## [Your instructions]
List each line in the entries below that contains the string "backpack". The match is case-sensitive.

## [Excerpted records]
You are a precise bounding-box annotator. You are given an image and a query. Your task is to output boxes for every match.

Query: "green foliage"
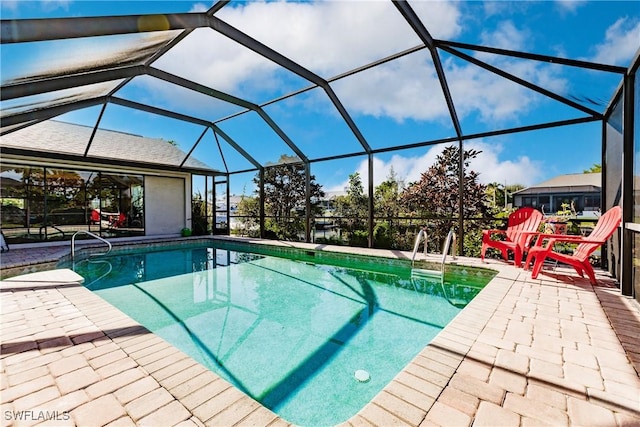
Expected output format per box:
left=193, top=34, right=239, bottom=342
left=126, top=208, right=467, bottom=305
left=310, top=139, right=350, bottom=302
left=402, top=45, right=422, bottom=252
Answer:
left=253, top=154, right=324, bottom=240
left=237, top=194, right=260, bottom=237
left=400, top=145, right=491, bottom=255
left=335, top=172, right=369, bottom=241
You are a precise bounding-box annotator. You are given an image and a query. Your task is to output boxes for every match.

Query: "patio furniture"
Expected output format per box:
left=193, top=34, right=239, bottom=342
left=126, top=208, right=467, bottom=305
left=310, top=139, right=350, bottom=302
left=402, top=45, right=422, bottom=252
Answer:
left=480, top=207, right=543, bottom=267
left=524, top=206, right=622, bottom=285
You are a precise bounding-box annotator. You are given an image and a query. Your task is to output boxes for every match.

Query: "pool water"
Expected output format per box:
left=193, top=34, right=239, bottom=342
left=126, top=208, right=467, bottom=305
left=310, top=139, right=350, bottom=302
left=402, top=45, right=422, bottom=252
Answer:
left=70, top=242, right=486, bottom=426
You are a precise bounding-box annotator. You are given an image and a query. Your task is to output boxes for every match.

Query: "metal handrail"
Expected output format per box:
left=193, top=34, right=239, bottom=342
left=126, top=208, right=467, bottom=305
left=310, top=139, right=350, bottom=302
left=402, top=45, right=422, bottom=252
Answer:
left=71, top=230, right=111, bottom=261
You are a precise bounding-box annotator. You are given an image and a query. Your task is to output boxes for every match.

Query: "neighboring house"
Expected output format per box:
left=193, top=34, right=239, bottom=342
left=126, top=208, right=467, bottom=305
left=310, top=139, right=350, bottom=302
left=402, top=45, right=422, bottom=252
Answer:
left=513, top=173, right=602, bottom=216
left=0, top=120, right=218, bottom=243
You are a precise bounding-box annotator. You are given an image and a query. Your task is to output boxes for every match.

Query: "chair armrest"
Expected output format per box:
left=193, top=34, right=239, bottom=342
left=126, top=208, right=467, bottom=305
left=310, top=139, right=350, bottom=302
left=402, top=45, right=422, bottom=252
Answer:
left=482, top=229, right=507, bottom=235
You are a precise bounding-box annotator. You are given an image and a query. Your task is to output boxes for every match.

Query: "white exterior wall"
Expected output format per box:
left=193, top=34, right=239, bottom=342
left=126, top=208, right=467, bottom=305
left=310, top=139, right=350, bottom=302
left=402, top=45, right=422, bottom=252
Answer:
left=144, top=175, right=191, bottom=236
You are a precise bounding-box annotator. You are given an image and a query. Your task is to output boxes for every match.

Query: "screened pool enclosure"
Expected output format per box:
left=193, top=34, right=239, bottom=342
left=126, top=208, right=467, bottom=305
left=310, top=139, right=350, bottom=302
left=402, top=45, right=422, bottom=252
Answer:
left=0, top=1, right=640, bottom=300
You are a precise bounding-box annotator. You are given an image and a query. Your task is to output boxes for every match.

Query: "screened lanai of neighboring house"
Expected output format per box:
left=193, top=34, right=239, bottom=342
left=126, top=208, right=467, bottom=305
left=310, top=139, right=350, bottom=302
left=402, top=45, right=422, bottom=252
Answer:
left=0, top=1, right=640, bottom=302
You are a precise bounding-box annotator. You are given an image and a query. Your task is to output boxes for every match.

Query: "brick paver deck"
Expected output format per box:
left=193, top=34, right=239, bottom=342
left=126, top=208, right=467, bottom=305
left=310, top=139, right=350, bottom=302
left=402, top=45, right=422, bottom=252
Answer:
left=0, top=239, right=640, bottom=426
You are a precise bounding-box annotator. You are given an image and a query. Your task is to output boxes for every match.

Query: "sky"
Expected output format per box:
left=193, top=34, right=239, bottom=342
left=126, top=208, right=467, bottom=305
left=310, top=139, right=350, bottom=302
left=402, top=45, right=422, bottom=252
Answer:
left=0, top=0, right=640, bottom=194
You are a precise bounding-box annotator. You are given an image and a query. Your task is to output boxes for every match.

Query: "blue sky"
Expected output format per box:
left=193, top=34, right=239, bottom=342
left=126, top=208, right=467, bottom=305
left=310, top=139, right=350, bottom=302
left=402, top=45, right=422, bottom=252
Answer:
left=0, top=0, right=640, bottom=194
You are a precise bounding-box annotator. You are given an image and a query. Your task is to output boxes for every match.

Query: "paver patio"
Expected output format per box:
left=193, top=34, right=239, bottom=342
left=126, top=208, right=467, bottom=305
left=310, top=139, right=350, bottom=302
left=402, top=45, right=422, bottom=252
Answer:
left=0, top=239, right=640, bottom=426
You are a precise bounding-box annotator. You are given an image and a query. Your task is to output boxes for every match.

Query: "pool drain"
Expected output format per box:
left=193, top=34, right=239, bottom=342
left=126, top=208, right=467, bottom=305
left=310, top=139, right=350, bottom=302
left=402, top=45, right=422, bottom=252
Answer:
left=353, top=369, right=371, bottom=383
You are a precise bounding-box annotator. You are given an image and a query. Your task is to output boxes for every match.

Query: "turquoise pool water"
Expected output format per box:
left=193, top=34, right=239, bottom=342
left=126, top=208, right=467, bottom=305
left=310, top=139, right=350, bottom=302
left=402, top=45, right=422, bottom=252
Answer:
left=69, top=242, right=489, bottom=426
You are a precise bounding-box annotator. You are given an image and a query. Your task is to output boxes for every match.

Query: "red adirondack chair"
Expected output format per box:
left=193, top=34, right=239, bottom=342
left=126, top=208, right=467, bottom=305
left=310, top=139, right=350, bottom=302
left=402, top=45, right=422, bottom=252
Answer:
left=480, top=207, right=543, bottom=267
left=525, top=206, right=622, bottom=285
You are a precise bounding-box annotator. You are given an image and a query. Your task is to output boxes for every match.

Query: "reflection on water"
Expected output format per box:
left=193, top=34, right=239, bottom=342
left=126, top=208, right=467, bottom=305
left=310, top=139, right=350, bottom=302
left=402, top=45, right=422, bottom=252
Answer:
left=66, top=244, right=490, bottom=425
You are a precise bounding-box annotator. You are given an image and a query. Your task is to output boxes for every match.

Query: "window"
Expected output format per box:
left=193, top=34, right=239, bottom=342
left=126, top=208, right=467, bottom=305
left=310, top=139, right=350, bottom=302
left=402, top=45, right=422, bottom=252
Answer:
left=0, top=165, right=144, bottom=243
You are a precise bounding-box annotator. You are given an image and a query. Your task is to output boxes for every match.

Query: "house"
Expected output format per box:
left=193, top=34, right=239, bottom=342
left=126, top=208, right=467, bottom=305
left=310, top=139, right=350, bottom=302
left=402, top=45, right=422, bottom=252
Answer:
left=513, top=173, right=602, bottom=217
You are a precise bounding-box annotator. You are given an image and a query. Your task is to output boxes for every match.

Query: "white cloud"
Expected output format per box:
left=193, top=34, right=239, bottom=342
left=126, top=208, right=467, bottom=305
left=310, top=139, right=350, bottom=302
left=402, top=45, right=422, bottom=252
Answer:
left=591, top=17, right=640, bottom=66
left=328, top=141, right=543, bottom=192
left=556, top=0, right=586, bottom=13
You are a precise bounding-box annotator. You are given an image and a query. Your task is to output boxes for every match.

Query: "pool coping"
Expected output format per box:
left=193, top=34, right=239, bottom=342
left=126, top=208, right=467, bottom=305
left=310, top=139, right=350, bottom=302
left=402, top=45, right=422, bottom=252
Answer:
left=0, top=237, right=640, bottom=426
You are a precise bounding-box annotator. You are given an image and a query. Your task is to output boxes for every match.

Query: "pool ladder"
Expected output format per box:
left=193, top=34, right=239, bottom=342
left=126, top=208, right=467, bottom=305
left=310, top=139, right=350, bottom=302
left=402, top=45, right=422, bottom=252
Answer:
left=71, top=230, right=111, bottom=261
left=411, top=228, right=456, bottom=280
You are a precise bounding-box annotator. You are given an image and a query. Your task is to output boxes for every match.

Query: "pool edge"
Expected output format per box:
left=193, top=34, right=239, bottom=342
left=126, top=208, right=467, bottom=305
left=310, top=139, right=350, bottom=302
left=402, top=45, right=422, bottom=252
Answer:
left=3, top=237, right=506, bottom=425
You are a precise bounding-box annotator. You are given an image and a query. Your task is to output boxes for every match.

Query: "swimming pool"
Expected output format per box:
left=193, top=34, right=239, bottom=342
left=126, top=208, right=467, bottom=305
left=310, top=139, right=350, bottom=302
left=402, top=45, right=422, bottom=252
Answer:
left=65, top=242, right=492, bottom=426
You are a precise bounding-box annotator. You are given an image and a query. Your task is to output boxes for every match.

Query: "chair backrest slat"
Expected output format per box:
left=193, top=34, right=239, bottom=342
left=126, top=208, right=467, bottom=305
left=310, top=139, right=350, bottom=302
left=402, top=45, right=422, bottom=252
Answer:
left=506, top=207, right=542, bottom=241
left=573, top=206, right=622, bottom=261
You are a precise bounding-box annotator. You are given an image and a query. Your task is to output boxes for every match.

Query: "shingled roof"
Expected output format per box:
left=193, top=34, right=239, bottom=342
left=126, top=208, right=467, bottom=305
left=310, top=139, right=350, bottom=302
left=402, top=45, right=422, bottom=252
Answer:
left=2, top=120, right=215, bottom=172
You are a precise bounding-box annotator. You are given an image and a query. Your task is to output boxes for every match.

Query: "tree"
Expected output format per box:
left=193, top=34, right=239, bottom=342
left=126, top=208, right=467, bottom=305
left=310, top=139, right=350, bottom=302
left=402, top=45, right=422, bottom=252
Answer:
left=238, top=192, right=260, bottom=237
left=373, top=167, right=403, bottom=249
left=253, top=154, right=324, bottom=240
left=400, top=145, right=489, bottom=255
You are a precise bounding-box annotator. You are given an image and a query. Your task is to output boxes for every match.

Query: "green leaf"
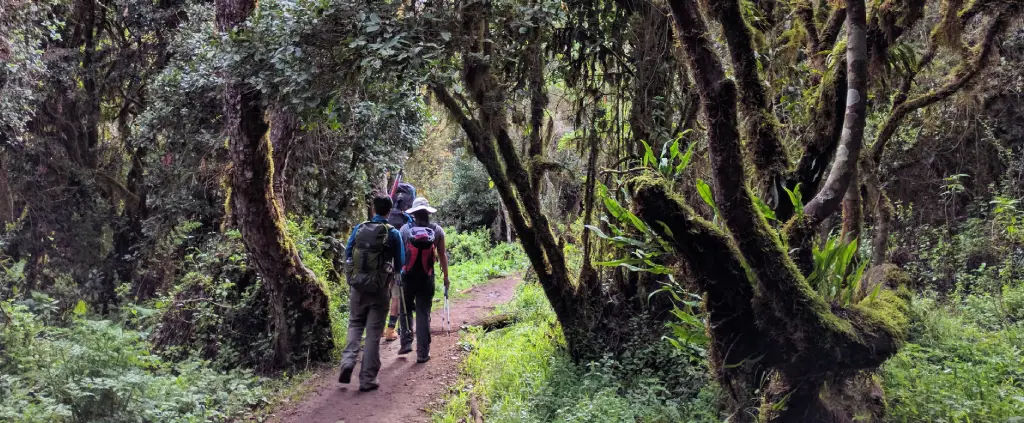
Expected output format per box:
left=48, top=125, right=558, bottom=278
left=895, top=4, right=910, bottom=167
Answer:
left=640, top=139, right=657, bottom=167
left=676, top=142, right=696, bottom=173
left=73, top=300, right=88, bottom=318
left=697, top=179, right=720, bottom=216
left=597, top=182, right=648, bottom=234
left=754, top=196, right=778, bottom=220
left=782, top=183, right=804, bottom=217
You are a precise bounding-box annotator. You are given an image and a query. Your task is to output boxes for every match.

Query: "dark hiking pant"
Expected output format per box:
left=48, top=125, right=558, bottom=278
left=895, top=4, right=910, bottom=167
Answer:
left=400, top=274, right=434, bottom=357
left=341, top=288, right=391, bottom=385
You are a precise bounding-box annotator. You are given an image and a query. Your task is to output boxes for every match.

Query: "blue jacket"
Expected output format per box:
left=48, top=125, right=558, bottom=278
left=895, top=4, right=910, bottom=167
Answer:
left=345, top=215, right=406, bottom=269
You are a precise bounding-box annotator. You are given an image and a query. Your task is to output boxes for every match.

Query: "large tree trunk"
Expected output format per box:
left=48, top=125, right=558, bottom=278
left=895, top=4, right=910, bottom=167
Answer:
left=217, top=0, right=334, bottom=369
left=659, top=0, right=907, bottom=422
left=0, top=153, right=16, bottom=224
left=270, top=108, right=299, bottom=210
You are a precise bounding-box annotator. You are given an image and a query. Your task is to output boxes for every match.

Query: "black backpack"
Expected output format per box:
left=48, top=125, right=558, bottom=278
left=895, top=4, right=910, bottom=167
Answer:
left=348, top=221, right=394, bottom=294
left=387, top=182, right=416, bottom=228
left=403, top=223, right=437, bottom=274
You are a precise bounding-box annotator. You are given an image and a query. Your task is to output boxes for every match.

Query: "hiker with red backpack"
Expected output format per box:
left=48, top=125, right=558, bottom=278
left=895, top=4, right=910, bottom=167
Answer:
left=384, top=179, right=416, bottom=342
left=338, top=194, right=406, bottom=392
left=398, top=197, right=452, bottom=363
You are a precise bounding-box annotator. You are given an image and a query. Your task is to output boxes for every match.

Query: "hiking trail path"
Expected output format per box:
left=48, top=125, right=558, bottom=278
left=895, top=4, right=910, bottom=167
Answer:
left=269, top=277, right=521, bottom=423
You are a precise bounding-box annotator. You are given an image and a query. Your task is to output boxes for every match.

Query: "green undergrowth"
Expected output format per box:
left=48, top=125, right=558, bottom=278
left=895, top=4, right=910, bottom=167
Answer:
left=433, top=283, right=721, bottom=423
left=883, top=287, right=1024, bottom=423
left=435, top=229, right=529, bottom=297
left=0, top=298, right=280, bottom=423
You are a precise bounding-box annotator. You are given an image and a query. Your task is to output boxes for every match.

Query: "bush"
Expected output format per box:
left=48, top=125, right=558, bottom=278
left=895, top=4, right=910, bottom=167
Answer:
left=883, top=291, right=1024, bottom=423
left=0, top=301, right=266, bottom=423
left=448, top=229, right=528, bottom=293
left=434, top=284, right=721, bottom=423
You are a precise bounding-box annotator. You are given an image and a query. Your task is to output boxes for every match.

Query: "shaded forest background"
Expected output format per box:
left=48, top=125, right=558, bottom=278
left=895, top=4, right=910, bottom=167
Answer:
left=0, top=0, right=1024, bottom=422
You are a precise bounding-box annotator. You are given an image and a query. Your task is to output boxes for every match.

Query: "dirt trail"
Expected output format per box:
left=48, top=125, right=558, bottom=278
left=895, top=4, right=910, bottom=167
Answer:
left=270, top=278, right=519, bottom=423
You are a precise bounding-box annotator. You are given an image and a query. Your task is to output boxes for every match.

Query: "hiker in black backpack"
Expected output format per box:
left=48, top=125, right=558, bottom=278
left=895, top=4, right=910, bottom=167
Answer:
left=338, top=194, right=406, bottom=392
left=384, top=179, right=416, bottom=342
left=398, top=197, right=452, bottom=363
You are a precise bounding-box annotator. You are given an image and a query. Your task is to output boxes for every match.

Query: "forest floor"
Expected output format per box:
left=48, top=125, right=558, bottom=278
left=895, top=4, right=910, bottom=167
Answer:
left=270, top=278, right=520, bottom=423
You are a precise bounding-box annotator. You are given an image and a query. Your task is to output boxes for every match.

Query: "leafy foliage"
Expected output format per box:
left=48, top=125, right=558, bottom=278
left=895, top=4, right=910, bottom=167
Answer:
left=434, top=284, right=720, bottom=423
left=807, top=236, right=868, bottom=305
left=883, top=287, right=1024, bottom=423
left=0, top=300, right=267, bottom=423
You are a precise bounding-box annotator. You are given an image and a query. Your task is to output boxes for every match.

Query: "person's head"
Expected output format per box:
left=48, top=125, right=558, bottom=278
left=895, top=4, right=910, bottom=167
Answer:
left=413, top=210, right=430, bottom=223
left=374, top=194, right=394, bottom=216
left=406, top=197, right=437, bottom=223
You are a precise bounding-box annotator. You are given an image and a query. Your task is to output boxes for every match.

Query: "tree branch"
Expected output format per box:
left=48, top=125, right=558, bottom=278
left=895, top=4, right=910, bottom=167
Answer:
left=710, top=0, right=786, bottom=186
left=804, top=0, right=867, bottom=223
left=870, top=6, right=1020, bottom=164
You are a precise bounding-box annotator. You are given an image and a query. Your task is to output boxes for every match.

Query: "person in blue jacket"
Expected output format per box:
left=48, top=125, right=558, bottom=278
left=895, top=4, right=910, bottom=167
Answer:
left=338, top=194, right=406, bottom=392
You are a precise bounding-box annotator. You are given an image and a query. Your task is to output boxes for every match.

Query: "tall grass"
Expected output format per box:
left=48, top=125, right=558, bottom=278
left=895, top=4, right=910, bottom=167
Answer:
left=883, top=288, right=1024, bottom=423
left=435, top=229, right=528, bottom=296
left=433, top=283, right=720, bottom=423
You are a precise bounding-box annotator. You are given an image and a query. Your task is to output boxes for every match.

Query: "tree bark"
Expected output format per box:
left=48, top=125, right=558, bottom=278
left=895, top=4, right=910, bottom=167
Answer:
left=580, top=120, right=599, bottom=272
left=216, top=0, right=334, bottom=369
left=843, top=166, right=863, bottom=243
left=709, top=0, right=786, bottom=191
left=629, top=1, right=674, bottom=156
left=659, top=0, right=908, bottom=422
left=870, top=5, right=1021, bottom=163
left=270, top=108, right=299, bottom=216
left=0, top=152, right=16, bottom=225
left=804, top=1, right=867, bottom=223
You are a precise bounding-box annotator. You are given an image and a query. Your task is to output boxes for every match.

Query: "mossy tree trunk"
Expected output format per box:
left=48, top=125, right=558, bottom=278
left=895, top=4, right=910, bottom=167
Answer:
left=270, top=108, right=299, bottom=215
left=631, top=0, right=906, bottom=422
left=429, top=2, right=671, bottom=361
left=216, top=0, right=333, bottom=369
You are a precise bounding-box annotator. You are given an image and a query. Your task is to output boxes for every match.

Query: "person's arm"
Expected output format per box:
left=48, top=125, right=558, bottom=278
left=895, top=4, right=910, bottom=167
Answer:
left=345, top=223, right=362, bottom=260
left=390, top=227, right=406, bottom=272
left=437, top=226, right=452, bottom=292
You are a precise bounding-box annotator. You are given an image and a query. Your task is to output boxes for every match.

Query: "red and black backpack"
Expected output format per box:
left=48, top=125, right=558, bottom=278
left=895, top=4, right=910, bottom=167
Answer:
left=404, top=223, right=437, bottom=274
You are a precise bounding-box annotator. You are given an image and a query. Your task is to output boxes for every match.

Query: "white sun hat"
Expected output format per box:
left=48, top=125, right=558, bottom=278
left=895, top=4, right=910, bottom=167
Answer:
left=406, top=197, right=437, bottom=214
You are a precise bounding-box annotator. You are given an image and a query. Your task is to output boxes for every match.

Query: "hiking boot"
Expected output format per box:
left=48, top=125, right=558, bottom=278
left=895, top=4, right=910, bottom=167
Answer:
left=338, top=365, right=355, bottom=383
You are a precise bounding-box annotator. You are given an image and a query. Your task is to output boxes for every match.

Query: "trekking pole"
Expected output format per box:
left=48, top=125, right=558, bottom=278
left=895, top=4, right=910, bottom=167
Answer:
left=394, top=272, right=413, bottom=342
left=441, top=287, right=452, bottom=336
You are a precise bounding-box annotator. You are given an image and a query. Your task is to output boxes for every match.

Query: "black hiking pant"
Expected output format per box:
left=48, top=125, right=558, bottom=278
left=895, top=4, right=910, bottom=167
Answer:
left=400, top=273, right=434, bottom=357
left=341, top=288, right=391, bottom=385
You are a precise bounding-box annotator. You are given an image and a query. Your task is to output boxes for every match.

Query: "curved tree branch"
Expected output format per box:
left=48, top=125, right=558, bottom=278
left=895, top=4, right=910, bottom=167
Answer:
left=870, top=6, right=1020, bottom=163
left=710, top=0, right=786, bottom=186
left=804, top=1, right=867, bottom=223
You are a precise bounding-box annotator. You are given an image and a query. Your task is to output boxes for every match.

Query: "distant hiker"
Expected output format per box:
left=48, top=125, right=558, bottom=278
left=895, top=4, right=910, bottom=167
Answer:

## [Answer in full]
Query: "black backpack"
Query: "hiker with red backpack"
Query: "hiker in black backpack"
Query: "red and black backpack"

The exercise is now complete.